Assignment: The response must consist of the lines below from the one with "Target: dark wooden stick" through the one with "Target: orange slice", exactly as they appear and with both ends kept.

---------- Dataset records

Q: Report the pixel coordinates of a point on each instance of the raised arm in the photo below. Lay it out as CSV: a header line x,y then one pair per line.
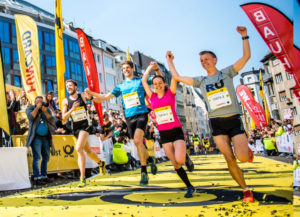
x,y
174,73
246,49
145,80
99,96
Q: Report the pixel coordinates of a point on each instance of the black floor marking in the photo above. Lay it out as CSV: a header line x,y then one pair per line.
x,y
118,196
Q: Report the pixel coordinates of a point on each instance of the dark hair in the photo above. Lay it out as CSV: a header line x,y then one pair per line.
x,y
38,97
130,63
158,76
208,52
72,81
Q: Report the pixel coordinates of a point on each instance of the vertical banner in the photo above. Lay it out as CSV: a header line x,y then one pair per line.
x,y
90,68
277,31
3,109
59,49
29,56
254,108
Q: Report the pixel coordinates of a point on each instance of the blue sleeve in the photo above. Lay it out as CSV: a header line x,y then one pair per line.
x,y
116,91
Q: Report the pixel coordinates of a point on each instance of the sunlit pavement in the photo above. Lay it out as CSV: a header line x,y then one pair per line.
x,y
120,195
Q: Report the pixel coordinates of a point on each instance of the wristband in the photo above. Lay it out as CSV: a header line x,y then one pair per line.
x,y
246,37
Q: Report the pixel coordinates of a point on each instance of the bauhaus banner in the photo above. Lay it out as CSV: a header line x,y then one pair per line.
x,y
255,110
276,29
90,68
29,56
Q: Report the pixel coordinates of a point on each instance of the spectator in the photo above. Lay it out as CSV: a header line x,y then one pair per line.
x,y
60,127
40,139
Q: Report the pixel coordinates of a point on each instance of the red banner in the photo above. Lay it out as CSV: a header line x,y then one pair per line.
x,y
277,31
255,110
90,68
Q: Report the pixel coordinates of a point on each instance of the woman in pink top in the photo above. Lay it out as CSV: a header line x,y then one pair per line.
x,y
171,134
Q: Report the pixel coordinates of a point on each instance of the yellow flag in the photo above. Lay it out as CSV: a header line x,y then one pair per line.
x,y
127,55
3,109
60,59
29,56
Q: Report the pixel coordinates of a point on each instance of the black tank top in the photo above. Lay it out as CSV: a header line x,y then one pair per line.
x,y
70,105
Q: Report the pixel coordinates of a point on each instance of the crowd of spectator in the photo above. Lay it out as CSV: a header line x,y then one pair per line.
x,y
267,135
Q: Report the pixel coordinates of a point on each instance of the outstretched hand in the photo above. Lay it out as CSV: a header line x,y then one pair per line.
x,y
169,56
242,30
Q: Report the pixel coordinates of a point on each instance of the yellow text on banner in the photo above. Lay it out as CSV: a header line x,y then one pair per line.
x,y
4,117
60,59
29,56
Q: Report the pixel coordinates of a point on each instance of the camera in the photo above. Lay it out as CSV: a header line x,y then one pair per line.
x,y
45,104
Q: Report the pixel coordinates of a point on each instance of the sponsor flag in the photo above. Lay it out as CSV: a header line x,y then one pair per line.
x,y
90,69
127,55
29,56
276,29
263,96
59,49
255,110
3,109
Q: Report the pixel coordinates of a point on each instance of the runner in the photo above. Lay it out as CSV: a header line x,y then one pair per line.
x,y
75,113
224,110
136,113
168,124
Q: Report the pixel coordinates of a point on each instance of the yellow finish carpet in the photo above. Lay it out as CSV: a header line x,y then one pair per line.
x,y
120,195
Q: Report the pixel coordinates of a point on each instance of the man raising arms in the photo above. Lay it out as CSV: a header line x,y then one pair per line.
x,y
223,108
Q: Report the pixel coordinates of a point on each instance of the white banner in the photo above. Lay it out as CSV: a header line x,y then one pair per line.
x,y
285,143
14,169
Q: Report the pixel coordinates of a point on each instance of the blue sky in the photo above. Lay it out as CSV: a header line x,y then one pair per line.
x,y
184,27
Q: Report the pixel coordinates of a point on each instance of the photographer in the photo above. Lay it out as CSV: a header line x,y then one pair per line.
x,y
39,138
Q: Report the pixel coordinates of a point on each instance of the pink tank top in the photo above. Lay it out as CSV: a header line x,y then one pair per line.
x,y
164,109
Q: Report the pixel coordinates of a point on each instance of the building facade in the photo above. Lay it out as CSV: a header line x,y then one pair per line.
x,y
45,23
280,85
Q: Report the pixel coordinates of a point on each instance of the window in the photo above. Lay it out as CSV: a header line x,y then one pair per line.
x,y
288,75
17,81
110,80
74,49
282,96
16,64
292,93
49,41
4,31
50,65
278,78
6,59
295,111
108,62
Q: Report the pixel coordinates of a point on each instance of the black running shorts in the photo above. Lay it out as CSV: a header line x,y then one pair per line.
x,y
230,126
171,135
136,121
84,126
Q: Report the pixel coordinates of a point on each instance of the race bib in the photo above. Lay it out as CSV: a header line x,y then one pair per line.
x,y
131,100
164,115
79,114
218,98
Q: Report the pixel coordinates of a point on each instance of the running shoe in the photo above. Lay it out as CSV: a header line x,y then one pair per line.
x,y
82,183
189,163
248,196
144,179
102,168
190,191
251,157
153,166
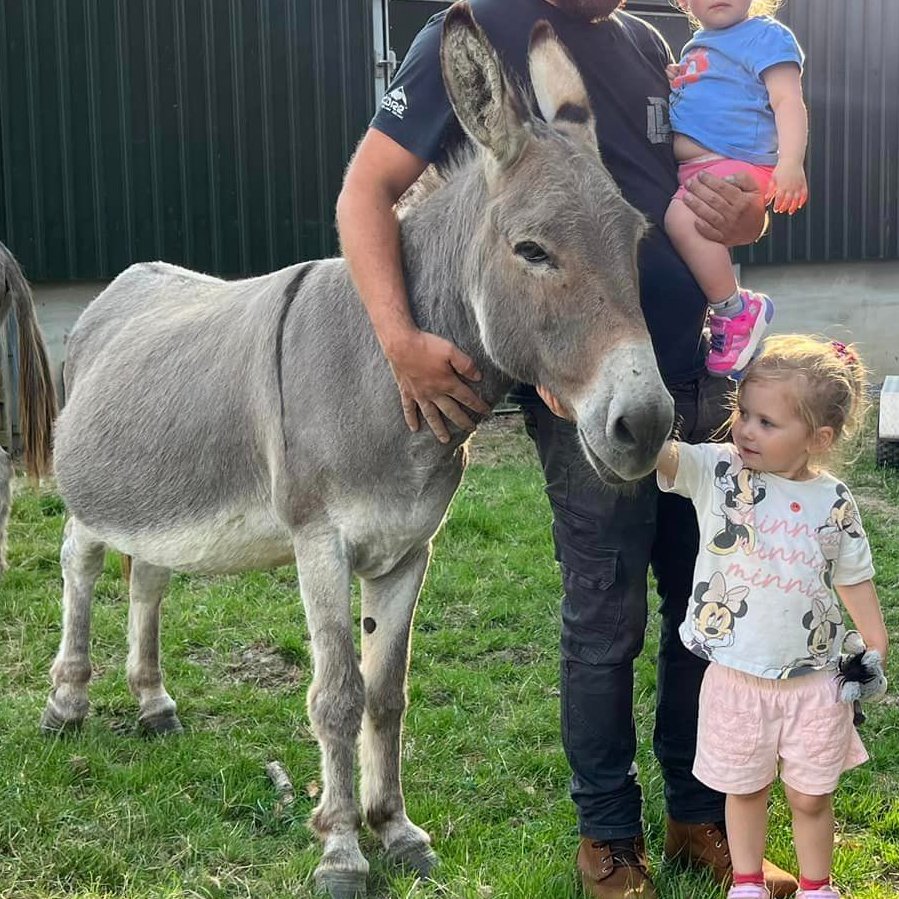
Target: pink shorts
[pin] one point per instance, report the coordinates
(749, 726)
(721, 167)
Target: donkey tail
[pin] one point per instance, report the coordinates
(37, 396)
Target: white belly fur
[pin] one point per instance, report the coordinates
(229, 541)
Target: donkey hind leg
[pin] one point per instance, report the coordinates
(157, 708)
(388, 604)
(5, 503)
(335, 702)
(81, 559)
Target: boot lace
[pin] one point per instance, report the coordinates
(623, 853)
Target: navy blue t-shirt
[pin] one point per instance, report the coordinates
(622, 61)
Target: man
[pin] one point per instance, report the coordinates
(605, 541)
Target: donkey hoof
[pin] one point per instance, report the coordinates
(161, 724)
(341, 884)
(415, 855)
(53, 723)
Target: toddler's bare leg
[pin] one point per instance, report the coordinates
(812, 832)
(747, 825)
(709, 261)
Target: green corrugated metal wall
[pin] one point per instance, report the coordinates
(211, 133)
(214, 132)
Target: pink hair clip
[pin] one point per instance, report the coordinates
(844, 352)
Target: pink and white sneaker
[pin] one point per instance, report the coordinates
(748, 891)
(736, 340)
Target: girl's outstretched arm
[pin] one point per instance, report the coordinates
(863, 606)
(666, 464)
(788, 189)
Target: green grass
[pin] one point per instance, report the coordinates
(105, 813)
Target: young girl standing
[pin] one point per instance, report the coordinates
(780, 542)
(736, 106)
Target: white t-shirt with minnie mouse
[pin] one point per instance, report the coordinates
(771, 551)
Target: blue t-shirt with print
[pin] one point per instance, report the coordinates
(719, 98)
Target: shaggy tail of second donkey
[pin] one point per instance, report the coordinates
(37, 396)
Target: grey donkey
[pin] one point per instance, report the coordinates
(37, 399)
(215, 427)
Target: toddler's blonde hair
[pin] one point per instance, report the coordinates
(758, 8)
(827, 380)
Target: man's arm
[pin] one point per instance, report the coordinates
(426, 367)
(729, 211)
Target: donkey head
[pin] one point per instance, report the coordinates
(555, 287)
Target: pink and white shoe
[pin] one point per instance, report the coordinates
(748, 891)
(736, 340)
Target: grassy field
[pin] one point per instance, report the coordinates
(105, 813)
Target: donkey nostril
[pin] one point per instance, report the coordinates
(622, 432)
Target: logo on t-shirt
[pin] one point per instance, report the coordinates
(691, 67)
(395, 101)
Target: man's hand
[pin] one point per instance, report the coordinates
(427, 370)
(788, 188)
(730, 211)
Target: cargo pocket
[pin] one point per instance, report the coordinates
(591, 609)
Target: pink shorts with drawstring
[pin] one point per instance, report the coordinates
(721, 167)
(751, 727)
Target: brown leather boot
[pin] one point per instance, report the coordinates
(705, 846)
(616, 869)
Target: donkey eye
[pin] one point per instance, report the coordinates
(531, 252)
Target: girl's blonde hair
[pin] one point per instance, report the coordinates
(758, 8)
(827, 379)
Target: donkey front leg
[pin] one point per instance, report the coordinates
(335, 701)
(388, 604)
(5, 503)
(157, 708)
(81, 559)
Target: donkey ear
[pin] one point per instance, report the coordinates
(558, 85)
(486, 105)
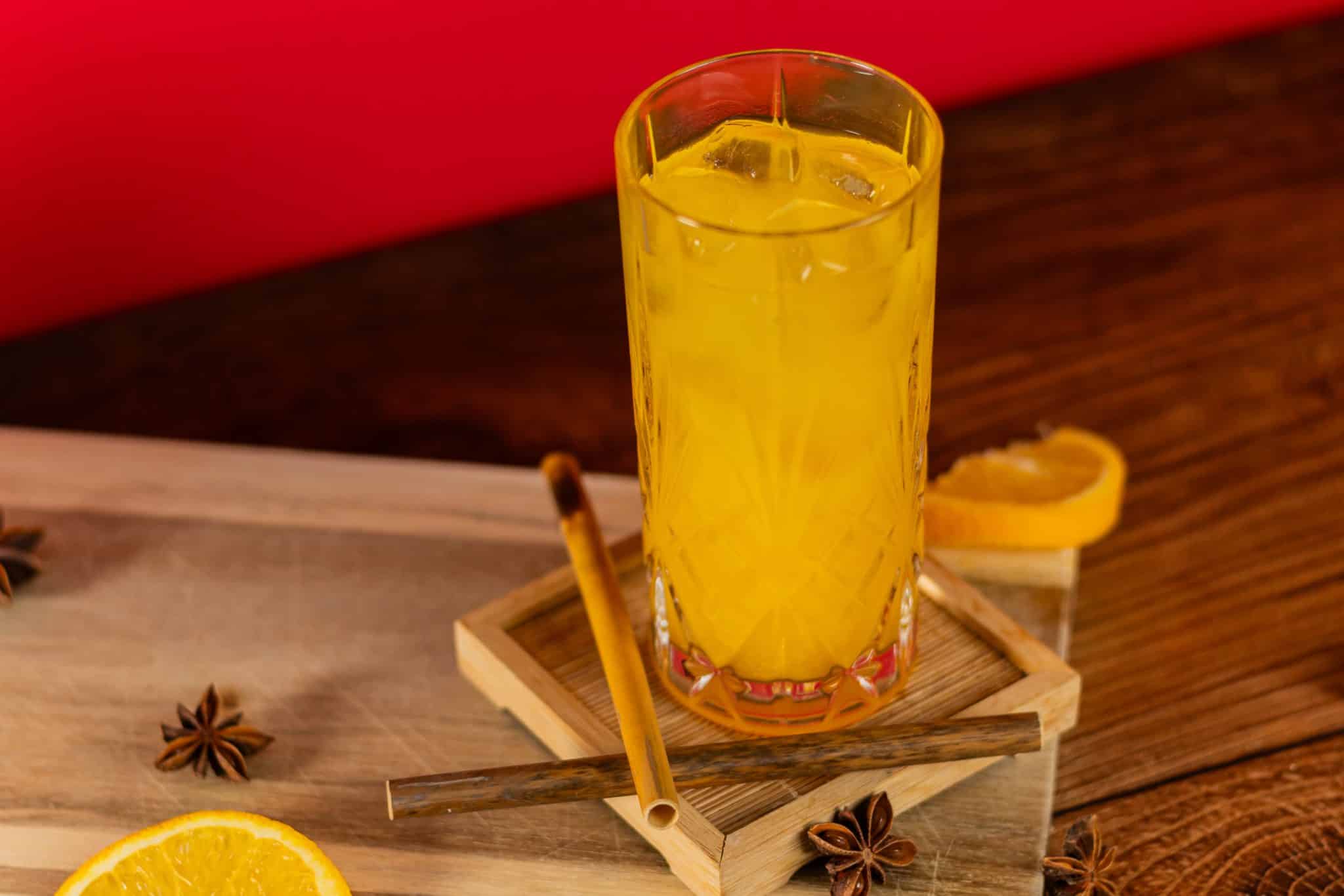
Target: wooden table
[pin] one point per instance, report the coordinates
(1155, 253)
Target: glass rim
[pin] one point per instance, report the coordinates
(631, 115)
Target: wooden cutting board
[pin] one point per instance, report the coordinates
(322, 592)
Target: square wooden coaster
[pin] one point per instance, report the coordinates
(533, 653)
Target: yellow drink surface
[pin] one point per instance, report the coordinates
(781, 321)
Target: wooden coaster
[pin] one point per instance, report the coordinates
(533, 653)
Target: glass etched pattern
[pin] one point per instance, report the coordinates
(781, 396)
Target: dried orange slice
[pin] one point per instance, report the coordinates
(1059, 492)
(210, 852)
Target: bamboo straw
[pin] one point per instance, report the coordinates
(616, 647)
(723, 764)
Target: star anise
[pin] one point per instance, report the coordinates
(1086, 865)
(862, 851)
(18, 565)
(206, 743)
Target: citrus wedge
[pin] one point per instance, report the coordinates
(228, 853)
(1059, 492)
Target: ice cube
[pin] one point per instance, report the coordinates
(747, 157)
(741, 148)
(849, 180)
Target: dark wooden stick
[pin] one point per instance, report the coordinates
(723, 764)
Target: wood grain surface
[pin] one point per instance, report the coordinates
(533, 655)
(1152, 253)
(333, 633)
(1269, 825)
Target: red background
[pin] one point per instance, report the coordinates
(158, 146)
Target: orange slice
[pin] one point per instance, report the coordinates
(1059, 492)
(210, 852)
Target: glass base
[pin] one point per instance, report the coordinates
(843, 697)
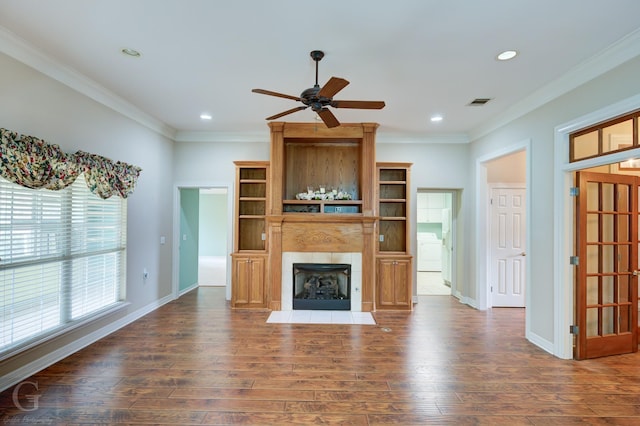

--------------------

Task result:
Target: dark wooden stick
[pin] one point per instance, report the coordinates
(723, 764)
Target: wood grain surface
[pin] one point per instance, report the coordinates
(533, 655)
(1152, 253)
(333, 633)
(1269, 825)
Target: red background
[pin] one point per instance, report the coordinates
(158, 146)
Target: orange slice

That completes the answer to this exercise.